### DIRECTIONS FOR THIS TASK
Repeat the lines below exactly, starting at the beginning of the records and ending at the line that contains "column 285, row 157".

==== DATA SECTION

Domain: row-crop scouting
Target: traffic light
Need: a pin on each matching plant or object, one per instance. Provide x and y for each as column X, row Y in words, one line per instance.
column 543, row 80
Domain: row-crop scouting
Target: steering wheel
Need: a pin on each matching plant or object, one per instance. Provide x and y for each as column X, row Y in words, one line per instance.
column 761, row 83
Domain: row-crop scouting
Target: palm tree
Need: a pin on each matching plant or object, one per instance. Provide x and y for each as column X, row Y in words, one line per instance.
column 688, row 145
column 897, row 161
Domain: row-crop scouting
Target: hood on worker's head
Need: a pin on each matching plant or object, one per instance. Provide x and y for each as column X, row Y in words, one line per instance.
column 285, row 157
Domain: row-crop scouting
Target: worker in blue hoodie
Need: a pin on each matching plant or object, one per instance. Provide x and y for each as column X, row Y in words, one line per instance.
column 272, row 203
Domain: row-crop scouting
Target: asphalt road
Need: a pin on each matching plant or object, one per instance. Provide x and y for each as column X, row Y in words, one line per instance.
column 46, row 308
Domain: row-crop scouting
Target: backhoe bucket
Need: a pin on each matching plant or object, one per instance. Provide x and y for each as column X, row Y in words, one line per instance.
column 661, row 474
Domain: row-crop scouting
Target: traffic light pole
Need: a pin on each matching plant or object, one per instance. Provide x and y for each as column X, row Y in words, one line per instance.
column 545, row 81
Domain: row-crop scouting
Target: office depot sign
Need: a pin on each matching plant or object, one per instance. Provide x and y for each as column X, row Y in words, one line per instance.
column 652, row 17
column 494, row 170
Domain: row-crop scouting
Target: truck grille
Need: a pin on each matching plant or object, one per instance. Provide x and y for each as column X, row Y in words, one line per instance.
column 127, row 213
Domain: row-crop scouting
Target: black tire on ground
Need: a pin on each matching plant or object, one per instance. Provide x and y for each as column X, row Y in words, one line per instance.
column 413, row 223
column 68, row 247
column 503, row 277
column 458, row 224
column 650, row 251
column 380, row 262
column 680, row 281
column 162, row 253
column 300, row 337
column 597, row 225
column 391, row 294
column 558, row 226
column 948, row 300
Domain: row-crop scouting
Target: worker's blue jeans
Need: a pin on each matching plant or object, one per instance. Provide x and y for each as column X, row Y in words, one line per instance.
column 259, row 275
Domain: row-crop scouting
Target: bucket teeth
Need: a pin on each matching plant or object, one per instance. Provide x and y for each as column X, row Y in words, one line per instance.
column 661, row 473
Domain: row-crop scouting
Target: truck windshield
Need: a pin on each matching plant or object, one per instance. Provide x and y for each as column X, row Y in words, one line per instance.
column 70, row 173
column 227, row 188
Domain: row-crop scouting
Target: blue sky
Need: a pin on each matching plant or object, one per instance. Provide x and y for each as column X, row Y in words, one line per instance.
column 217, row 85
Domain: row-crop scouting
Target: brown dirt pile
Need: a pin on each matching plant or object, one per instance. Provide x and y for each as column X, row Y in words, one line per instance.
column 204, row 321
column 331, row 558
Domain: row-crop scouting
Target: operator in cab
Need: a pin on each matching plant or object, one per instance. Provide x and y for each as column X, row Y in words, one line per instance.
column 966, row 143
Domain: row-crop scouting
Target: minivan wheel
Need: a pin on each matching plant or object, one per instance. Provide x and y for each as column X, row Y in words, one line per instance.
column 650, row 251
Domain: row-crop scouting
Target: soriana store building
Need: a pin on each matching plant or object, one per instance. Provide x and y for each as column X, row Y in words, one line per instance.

========

### EXERCISE RESPONSE
Domain: row-crop scouting
Target: traffic light
Need: a pin on each matching plant or object, one per instance. Provide x and y for each as column X, row Y in words, one line per instance.
column 543, row 80
Domain: row-crop scouting
Target: steering wheel
Need: a pin on each matching plant or object, one per instance. Provide x and y for each as column X, row Y in words, one line per instance.
column 761, row 83
Domain: row-crop scouting
Target: palm tree
Need: a pin on each matching plant or object, one per instance. Provide x and y for each as column X, row Y in words, one line per instance.
column 688, row 145
column 897, row 161
Domain: row-crop scouting
Target: hood on worker's head
Need: a pin on each matching plant or object, one per instance. Provide x and y for each as column X, row Y in words, one line per instance.
column 285, row 157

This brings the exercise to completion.